» TASK GOAL
Reproduce, word for word, everything in the post about the former cashier below from "So it won't" down to "for another time.".

» READING PASSAGE
* * * * * * * * *
Of course, for me to think this way about how this former cashier feels about me presents huge problems in their own right.  This line of thinking, that the woman has feelings for the man she can't or won't admit to, has fueled and still fuels a lot of unwanted attention and pursuit of women by obsessive men for a very long time the wide world over.  For me to even entertain such a possibility puts me in a bad position from the outset.

But what if the notion that this former cashier has unresolved, conflicted feelings for me were true?  What if the delusion that so many boys and men tell themselves about women they desire who really don't desire these boys and men in return were true in my case?  Well, it's been no bowl of cherries for me.  This IS a lot to unpack.  I don't want to go into it all in this one post.

Before I go, I'll go on about some aspects of this deal.  If this is true, that this former cashier thinks me unworthy of her and yet desires me, this may not be the first time this has happened to me.   In many, many instances, just letting go of such a woman and moving on solves the dilemma for all concerned parties.  But, in my last post I talked about a predicament women in my world want to impose on me that signifies an attempt on their part to get me to deal with this situation.  Moving on doesn't seem to be an option for me at this time.  The last waitress who acted interested in me only to not really be interested in me might have been trying to impress this point on me.

So it won't be so easy for me to just move on from this fucked up deal.  Very well.  The closest thing I've had to movement in any direction regarding this former cashier comes as a result of my stated desire to just forgive her and move on.  I think I saw her at my job not long after I started posting those posts about forgiving her and her friends for being mean to me.   Well, there's a lot to go into  on this supposed dynamic between myself and this former cashier, but that's for another time.
* * * * * * * * *
» DATASET CONTENT
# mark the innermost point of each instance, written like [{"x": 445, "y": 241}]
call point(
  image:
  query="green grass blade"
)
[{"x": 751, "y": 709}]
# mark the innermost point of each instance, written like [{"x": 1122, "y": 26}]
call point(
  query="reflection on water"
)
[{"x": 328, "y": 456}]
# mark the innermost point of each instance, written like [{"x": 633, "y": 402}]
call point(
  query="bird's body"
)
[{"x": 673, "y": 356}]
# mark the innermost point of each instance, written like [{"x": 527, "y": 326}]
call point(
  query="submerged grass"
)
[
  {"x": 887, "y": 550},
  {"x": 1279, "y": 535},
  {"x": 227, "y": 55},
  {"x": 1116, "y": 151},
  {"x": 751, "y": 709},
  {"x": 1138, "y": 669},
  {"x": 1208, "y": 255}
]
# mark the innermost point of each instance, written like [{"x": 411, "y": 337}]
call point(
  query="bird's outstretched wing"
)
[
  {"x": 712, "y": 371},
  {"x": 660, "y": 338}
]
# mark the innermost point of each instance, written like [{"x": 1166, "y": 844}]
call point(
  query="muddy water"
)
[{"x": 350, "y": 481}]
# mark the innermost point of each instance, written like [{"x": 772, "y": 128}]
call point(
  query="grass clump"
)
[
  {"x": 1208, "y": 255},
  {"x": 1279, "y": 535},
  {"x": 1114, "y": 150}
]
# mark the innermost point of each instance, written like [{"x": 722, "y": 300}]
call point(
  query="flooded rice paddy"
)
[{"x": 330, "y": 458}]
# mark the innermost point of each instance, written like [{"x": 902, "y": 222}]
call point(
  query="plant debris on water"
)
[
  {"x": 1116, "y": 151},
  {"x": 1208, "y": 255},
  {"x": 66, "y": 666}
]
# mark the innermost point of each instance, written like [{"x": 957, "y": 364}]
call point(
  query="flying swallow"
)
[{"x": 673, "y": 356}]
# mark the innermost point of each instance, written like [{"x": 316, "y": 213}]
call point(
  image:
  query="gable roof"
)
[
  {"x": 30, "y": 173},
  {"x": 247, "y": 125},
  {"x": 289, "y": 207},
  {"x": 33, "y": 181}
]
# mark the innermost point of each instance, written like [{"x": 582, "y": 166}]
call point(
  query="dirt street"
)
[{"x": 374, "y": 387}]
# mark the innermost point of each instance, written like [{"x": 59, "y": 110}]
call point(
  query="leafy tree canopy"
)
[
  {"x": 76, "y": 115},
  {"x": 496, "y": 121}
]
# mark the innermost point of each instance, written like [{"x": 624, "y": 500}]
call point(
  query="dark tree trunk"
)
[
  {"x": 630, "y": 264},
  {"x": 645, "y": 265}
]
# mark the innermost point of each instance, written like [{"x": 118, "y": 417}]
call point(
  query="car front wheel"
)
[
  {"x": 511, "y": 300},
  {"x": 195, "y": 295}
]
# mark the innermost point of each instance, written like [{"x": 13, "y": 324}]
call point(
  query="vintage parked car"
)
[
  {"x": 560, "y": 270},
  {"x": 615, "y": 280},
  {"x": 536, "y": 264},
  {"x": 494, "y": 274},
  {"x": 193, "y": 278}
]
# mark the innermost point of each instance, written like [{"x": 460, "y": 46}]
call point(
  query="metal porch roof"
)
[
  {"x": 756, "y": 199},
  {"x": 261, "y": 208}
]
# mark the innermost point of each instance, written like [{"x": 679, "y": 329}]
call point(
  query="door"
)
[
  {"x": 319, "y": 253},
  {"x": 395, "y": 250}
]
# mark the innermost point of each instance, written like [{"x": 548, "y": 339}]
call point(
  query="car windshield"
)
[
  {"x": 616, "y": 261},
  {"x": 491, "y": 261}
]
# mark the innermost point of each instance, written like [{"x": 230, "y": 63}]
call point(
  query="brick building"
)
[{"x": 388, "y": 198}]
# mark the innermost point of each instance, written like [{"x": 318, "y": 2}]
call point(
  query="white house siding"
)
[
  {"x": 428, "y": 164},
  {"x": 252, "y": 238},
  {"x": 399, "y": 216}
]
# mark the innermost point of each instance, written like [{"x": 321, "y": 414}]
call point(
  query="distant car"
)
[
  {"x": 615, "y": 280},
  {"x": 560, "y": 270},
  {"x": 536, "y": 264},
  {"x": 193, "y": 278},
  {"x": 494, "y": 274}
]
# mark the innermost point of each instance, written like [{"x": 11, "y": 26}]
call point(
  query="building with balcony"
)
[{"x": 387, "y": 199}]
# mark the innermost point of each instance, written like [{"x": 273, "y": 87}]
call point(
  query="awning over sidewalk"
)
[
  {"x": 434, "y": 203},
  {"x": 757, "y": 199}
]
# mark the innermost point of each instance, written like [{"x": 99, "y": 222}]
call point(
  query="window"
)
* * * * * * * * *
» ANSWER TO THIS PROBLEM
So it won't be so easy for me to just move on from this fucked up deal.  Very well.  The closest thing I've had to movement in any direction regarding this former cashier comes as a result of my stated desire to just forgive her and move on.  I think I saw her at my job not long after I started posting those posts about forgiving her and her friends for being mean to me.   Well, there's a lot to go into  on this supposed dynamic between myself and this former cashier, but that's for another time.